Date: Sunday, July 10
|11:00–11:30||Introduction to Queer in AI and Initiatives|
|11:30–12:30||Panel on Non-Binary Representation in Language Technologies|
|14:00–14:30||Lightning Talks by Sponsors|
|14:30–15:30||Panel on Gender as a Variable in NLP|
|16:00–16:45||Socials with Sponsors|
Detecting Harmful Online Conversational Content Detection towards LGBTQIA+ Individuals
Jamell Dacon, Harry Shomer, Shaylynn Crum-Dacon, Jiliang Tang
Harmful online content from real-word conversations has become a major issue, hence, we introduce a real-world dataset for the task of harmful conversational content detection to study and understand stereotypical societal biases against LGBTQIA+ individuals.
Outed by an Algorithm: A Study on Facebook’s Friends Recommendation System for Queer, Trans and Gender-Non-Conforming Users
This paper raises the issue of Facebook’s friends recommendation system indirectly outing queer users to their communities. The author proposes a few business rules to add to the algorithm in order to protect queer users’ privacy and safety.
Towards WinoQueer: Developing a Benchmark for Anti-Queer Bias in Large Language Models
Virginia K. Felkner, Ho-Chun Herbert Chang, Eugene Jang, Jonathan May
We introduce a new benchmark dataset to quantify the biases against queer and trans people that are encoded in large language models (LLMs) such as BERT. Results show mitigation of bias is possible via finetuning the models on data written by and/or about queer people.
━━━━━━
• _SET OF TASKS_:
1/ Summarize the workshop page in two sentences.
2/ Pick up the workshop page after its final abstract, the one on WinoQueer, and carry it on.
The listing plays no part in either task on the workshop page.
━━━━━━
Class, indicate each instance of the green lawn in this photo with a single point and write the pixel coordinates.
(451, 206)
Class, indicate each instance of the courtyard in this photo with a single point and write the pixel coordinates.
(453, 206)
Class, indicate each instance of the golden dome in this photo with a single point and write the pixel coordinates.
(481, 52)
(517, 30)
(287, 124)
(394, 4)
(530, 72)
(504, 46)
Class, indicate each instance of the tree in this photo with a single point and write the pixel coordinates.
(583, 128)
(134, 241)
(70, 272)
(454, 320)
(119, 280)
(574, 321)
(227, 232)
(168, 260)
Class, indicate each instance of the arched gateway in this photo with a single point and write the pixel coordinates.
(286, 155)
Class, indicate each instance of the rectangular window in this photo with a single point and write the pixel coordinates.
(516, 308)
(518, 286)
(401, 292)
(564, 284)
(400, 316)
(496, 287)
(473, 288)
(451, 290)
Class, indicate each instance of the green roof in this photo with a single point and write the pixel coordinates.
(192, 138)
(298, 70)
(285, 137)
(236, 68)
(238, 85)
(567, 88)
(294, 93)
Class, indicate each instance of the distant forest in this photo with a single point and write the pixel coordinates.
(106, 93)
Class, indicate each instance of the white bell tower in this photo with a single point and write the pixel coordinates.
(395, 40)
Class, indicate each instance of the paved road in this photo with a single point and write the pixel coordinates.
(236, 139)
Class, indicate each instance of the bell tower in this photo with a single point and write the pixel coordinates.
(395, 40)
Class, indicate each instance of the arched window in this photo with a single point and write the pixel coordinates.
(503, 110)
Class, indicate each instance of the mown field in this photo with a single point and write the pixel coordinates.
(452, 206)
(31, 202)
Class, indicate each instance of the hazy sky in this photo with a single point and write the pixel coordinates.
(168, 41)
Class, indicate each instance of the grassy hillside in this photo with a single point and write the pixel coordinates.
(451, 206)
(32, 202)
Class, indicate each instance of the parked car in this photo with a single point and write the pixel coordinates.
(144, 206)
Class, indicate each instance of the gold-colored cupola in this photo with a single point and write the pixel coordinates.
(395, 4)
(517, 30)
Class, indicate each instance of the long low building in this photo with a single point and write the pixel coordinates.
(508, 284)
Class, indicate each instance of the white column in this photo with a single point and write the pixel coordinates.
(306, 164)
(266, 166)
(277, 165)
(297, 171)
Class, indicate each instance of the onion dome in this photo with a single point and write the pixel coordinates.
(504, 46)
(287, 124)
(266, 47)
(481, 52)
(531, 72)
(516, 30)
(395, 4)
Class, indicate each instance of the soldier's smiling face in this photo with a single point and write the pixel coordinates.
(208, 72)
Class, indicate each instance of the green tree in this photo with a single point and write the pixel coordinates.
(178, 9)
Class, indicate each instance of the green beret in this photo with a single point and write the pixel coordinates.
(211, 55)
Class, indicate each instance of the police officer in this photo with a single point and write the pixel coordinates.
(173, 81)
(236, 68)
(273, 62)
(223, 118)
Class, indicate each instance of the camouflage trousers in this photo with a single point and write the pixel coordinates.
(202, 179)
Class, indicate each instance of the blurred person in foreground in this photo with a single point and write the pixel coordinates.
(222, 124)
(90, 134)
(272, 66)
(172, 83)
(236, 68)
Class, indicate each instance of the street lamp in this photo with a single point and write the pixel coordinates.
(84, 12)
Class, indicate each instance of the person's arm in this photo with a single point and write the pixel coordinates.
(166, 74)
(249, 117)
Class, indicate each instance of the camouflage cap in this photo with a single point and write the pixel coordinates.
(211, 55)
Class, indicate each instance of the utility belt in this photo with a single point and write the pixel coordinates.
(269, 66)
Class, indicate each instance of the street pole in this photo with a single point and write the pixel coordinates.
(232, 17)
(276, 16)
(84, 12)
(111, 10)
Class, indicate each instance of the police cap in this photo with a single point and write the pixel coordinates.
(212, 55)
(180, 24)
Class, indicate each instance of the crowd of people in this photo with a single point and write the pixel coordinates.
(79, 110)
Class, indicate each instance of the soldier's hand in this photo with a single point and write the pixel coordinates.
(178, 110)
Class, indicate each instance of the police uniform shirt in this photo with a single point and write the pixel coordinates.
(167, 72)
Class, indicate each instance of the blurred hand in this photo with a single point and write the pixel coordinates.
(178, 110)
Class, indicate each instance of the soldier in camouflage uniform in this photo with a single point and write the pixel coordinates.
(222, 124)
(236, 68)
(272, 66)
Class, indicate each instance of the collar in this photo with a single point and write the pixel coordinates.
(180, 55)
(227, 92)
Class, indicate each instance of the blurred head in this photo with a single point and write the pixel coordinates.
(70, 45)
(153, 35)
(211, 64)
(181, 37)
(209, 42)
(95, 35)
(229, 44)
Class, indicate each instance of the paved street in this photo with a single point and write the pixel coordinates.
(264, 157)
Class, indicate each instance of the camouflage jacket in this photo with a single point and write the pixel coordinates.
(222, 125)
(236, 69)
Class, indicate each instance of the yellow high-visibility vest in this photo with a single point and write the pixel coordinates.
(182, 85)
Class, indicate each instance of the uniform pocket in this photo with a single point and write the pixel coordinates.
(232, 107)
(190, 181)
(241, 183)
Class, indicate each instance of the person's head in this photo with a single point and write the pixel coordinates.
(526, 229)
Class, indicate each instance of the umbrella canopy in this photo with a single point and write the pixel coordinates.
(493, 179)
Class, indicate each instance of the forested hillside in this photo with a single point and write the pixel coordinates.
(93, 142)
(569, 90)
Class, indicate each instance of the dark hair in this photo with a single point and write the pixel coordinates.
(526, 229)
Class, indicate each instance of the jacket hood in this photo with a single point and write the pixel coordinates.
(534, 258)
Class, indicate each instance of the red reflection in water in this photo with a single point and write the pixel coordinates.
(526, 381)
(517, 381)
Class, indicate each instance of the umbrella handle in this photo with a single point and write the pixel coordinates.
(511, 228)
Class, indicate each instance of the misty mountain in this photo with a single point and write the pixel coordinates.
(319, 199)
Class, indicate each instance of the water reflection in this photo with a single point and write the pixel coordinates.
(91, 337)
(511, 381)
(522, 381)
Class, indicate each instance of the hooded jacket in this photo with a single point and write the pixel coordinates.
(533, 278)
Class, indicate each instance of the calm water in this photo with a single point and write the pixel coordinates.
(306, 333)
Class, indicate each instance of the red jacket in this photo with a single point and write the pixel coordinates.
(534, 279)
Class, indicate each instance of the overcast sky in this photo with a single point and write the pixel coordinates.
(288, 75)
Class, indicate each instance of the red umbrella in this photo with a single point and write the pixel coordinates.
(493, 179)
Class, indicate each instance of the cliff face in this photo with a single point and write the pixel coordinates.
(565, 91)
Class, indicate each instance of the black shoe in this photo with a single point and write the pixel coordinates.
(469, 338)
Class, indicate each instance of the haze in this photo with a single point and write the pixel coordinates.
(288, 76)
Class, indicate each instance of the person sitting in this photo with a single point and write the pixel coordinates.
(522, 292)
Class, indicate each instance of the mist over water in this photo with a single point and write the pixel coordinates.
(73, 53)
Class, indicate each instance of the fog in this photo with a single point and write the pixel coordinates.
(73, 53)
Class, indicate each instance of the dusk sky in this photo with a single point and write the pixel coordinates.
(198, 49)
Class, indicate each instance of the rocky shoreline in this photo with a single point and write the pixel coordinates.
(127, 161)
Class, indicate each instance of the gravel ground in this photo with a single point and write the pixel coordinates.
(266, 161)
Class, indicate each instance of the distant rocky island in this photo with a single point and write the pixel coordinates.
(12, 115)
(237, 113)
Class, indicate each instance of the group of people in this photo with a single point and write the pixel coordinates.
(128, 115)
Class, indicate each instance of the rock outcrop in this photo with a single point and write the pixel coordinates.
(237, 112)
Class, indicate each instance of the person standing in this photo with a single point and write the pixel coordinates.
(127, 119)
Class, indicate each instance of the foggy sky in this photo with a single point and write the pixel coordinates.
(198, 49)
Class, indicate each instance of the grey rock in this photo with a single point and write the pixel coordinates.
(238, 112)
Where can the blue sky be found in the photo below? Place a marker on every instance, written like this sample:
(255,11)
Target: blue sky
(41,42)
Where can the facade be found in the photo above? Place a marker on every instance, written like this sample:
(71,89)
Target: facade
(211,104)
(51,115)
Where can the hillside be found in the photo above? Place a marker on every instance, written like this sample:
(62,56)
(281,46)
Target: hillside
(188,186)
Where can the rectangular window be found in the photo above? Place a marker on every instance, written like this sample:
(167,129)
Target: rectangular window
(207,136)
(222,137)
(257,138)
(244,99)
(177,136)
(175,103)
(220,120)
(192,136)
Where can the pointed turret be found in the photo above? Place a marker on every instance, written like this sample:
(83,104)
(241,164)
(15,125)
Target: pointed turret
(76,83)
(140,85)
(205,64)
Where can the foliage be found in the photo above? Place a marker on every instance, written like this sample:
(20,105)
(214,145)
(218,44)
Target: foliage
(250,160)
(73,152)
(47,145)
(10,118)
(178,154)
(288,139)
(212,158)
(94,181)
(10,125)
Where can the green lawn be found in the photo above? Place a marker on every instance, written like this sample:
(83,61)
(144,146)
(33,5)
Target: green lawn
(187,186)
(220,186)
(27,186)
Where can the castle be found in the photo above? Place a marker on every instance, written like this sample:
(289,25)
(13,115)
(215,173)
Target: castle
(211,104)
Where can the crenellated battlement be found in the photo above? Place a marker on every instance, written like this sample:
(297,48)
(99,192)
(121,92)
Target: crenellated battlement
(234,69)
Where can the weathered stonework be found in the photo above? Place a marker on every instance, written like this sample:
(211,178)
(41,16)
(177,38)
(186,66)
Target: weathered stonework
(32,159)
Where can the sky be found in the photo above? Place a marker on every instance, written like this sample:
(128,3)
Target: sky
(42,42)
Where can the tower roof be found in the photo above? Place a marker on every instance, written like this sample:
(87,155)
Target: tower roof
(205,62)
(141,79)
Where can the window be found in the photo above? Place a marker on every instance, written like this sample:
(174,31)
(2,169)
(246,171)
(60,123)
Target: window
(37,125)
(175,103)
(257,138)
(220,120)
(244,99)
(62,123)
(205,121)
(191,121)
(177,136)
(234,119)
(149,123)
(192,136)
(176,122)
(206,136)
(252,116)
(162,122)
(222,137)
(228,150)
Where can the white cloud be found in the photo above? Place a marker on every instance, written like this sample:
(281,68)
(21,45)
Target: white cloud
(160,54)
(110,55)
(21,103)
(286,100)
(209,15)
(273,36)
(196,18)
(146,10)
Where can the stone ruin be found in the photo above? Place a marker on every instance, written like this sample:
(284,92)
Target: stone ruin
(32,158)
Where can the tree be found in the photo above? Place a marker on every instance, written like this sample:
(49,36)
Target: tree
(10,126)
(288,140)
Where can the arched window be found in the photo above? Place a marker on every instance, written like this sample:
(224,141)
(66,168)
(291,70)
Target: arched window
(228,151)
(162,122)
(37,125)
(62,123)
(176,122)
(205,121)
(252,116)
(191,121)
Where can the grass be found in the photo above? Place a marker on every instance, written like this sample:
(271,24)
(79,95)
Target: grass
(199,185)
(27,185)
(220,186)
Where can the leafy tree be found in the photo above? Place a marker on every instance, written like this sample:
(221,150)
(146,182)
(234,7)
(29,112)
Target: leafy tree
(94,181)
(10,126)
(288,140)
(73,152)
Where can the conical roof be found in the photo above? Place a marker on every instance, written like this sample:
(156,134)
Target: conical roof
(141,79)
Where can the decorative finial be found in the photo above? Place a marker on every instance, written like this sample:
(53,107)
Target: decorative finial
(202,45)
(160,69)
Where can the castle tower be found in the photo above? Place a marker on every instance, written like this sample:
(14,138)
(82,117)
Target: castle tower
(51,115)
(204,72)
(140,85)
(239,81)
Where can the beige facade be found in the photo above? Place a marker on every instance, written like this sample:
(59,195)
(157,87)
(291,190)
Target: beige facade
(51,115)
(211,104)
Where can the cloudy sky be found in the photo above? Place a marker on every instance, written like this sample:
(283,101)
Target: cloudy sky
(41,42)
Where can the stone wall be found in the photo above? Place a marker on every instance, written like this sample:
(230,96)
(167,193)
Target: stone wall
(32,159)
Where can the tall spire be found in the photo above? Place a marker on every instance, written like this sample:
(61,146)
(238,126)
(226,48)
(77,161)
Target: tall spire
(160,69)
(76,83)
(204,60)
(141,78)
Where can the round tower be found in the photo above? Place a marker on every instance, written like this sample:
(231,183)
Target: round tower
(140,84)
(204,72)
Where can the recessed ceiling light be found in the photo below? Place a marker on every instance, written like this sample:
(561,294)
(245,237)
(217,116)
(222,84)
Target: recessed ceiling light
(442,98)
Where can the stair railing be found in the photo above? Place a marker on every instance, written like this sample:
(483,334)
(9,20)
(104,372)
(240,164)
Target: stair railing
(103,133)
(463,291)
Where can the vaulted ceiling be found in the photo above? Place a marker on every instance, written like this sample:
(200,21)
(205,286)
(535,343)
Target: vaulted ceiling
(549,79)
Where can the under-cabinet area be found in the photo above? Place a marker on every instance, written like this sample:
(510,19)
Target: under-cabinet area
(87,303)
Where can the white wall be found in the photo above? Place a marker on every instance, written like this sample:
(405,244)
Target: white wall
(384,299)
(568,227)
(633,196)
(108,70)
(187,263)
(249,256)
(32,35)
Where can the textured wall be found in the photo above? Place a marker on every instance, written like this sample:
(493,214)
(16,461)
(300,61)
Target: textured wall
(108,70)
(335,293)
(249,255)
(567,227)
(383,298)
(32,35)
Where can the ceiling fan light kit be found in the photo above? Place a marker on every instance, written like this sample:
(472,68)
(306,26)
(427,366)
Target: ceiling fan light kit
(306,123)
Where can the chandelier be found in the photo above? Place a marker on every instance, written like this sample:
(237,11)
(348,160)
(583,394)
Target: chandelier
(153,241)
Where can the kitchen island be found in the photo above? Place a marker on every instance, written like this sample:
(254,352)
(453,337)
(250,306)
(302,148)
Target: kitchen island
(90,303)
━━━━━━
• _RESPONSES IN ORDER_:
1/ On Sunday, July 10, the program runs from an introduction to Queer in AI through panels on non-binary representation in language technologies and on gender as a variable in NLP, with sponsor lightning talks and socials. Its papers introduce a real-world dataset for detecting harmful conversational content aimed at LGBTQIA+ individuals, show how Facebook's friends recommendation system can indirectly out queer users and propose business rules to protect them, and present WinoQueer, a benchmark for anti-queer bias in large language models such as BERT.

2/
Use of a Stylometric Map-Based Corpus for Tracking Individual Variation in Relation to Gender and Sex
Theodore Daniel Manning, Harleigh Niyu, Alejandro Jorge Napolitano Jawerbaum, Patrick Juola
Map Lemon is a corpus of linguistic variation currently in its infancy. Incidental findings using this corpus indicate that the gender identity of a given writer may be able to be disambiguated.
Overview of STEM Science as Process, Data, Material, and Method Named Entities
The STEM-NER-60k corpus posits a structured model of scholarly article abstracts in terms of process, method, material, and data entities across 10 different STEM domains. This study presents, for the first-time, an analysis of a large-scale multidisciplinary corpus as an inadvertent feasibility test of characterizing Science with domain-independent concepts for over 1M entities.
CNSC: Czech news article dataset for classification of originating source and its credibility
The proposed CNSC dataset contains over 22,000 unique articles spanning nine major Czech news sources across the spectrum of trustworthiness and political profiling. For this workshop, we will explore the trends in the data that concern reporting about LGBTQ+-related topics. This provides context into the potentially harmful effects this has on the classification methods trained upon highly biased data collected in areas like Eastern Europe.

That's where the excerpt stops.